The below excerpt about the Socratic method is from Professor David Hricik’s Law School Basics (Amazon).
The Socratic Method
Law school classes are not taught like undergraduate courses. Instead of simply listening to a lecture and taking notes, law school classes—particularly most first-year classes—are taught using the so-called “Socratic method.” In the Socratic method, the professor teaches not by lecturing, but by engaging in a dialogue with one or more students in the class. The teacher may often stay with one student for the entire class period. It can be stressful, and some professors enjoy showing off their intellect at the expense of their students.
Professors who use the Socratic method teach by asking questions based upon hypothetical fact patterns slightly different from the cases that were assigned as reading. The professor will see how far the rule from the case can be stretched: when should a different result be reached, or a different rule applied?
For instance, suppose in the assigned case the court had reasoned that a person’s trespass across somebody else’s property was unlawful, even though the person did not know he was trespassing. The professor may ask: “Suppose he was trespassing across someone’s land in order to rush another person to the hospital?”
The professor wants to test the limits of the “rule” from the case and the student’s ability to think on his or her feet. Does the case really mean that all trespasses are always illegal; that is what the court said that it “held”; but can’t some trespasses be “justified” or “excused?” If so, what rules or tests should be used to determine whether such an exception should apply—whether someone should not be held liable for trespass even though he went onto another’s land without permission. The Socratic method is used to explore the factual, logical, and policy boundaries of legal rules as stated by the cases.
The Socratic teaching method is less widely used in law schools than it was in the past, particularly after the first-year classes. Whether that is good or bad as a pedagogical matter is an open question. From personal experience, however, I can say that knowing you will not be grilled about the assigned reading makes it easier to go to classes during your third year, when often you are too detached to care about being prepared for class.
Another common feature of most law schools is that you will have only one test in each class, a final, given at the end of the semester. In some year-long classes, you will have only one test at the end of the school year. Unlike undergraduate courses, your grade for each law course will depend entirely upon how well you do on one test. (Legal writing classes are different because an evaluation of writing ability is not best based on one sample, and so grades in legal writing are based upon several assignments turned in over the semester.)
##############################
— What the task requires —
How many tests does the Socratic method excerpt say a law student usually takes in each class? The items that follow come from a different source than the Socratic method excerpt.

— Listed records —
##############################
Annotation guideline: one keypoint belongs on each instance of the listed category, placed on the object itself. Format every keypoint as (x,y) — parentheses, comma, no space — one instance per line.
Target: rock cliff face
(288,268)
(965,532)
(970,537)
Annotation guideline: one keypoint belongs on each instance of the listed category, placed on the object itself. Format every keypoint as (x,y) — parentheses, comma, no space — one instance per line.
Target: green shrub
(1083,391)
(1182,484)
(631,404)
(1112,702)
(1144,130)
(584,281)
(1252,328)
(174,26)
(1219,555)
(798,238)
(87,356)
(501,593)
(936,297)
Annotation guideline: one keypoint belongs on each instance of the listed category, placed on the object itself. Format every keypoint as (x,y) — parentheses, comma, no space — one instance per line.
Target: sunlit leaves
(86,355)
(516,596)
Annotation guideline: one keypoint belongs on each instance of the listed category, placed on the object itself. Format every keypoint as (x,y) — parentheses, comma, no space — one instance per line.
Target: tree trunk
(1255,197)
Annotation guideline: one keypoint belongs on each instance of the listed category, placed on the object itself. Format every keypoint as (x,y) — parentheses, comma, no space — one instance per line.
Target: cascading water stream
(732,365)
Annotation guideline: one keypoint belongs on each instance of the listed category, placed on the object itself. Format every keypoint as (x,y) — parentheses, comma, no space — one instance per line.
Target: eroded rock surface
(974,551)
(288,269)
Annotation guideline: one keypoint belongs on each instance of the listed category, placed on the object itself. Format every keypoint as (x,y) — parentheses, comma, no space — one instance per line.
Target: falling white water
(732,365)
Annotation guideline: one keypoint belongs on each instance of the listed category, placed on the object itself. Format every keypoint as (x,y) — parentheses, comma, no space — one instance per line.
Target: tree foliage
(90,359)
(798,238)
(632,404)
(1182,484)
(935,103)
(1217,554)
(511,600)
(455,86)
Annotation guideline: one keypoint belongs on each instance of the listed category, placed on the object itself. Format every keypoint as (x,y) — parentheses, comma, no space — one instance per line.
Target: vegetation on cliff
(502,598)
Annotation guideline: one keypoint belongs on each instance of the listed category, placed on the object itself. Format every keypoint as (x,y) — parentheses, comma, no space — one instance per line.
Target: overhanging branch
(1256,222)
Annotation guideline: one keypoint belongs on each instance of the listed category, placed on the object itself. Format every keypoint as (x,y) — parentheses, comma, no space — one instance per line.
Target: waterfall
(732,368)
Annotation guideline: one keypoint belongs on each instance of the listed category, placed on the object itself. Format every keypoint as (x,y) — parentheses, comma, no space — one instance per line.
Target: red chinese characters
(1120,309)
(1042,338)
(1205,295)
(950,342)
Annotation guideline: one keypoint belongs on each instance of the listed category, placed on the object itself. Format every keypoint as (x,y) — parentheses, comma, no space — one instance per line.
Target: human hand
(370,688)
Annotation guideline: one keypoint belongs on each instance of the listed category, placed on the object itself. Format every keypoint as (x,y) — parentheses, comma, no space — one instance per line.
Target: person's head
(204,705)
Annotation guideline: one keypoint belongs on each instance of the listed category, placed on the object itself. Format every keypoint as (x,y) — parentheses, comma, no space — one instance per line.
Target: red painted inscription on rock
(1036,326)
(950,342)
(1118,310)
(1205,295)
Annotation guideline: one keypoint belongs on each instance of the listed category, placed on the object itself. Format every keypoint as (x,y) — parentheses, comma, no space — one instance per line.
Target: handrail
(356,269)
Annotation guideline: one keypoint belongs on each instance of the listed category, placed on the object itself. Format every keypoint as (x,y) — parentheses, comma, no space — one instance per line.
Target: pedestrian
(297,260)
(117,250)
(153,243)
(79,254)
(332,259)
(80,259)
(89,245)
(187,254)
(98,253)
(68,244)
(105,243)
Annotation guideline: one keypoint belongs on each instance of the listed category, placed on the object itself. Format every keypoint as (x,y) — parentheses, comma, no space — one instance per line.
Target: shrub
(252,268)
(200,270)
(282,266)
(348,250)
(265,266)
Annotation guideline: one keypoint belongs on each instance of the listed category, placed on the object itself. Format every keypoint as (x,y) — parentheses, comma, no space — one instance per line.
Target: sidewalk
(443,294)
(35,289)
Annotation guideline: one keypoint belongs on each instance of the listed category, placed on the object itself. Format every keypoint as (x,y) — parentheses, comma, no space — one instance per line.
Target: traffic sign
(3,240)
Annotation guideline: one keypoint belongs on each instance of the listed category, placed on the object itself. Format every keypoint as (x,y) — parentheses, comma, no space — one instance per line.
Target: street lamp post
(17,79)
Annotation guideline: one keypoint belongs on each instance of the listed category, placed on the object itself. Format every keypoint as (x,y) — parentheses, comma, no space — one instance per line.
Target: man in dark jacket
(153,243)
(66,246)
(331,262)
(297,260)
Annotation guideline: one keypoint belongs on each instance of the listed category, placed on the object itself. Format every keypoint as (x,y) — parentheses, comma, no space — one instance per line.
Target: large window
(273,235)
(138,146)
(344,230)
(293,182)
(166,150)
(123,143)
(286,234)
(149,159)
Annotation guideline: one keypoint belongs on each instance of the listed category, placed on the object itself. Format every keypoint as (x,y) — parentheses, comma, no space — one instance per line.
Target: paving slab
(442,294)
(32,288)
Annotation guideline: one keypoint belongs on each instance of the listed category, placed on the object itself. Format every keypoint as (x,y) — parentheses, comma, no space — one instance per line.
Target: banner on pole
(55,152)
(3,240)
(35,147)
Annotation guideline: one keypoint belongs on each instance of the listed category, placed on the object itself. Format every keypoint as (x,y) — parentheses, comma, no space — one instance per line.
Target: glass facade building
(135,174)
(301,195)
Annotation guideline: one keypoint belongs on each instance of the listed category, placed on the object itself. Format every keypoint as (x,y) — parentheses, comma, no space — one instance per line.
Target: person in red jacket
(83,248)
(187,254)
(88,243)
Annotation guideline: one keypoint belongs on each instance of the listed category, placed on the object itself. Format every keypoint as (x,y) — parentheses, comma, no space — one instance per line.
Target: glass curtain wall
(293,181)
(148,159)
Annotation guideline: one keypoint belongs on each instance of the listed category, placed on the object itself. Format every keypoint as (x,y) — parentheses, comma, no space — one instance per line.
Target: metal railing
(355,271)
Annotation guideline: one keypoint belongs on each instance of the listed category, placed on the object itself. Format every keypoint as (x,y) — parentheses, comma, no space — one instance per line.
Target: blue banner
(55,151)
##############################
— Result of the exercise —
One test, a final given at the end of the semester.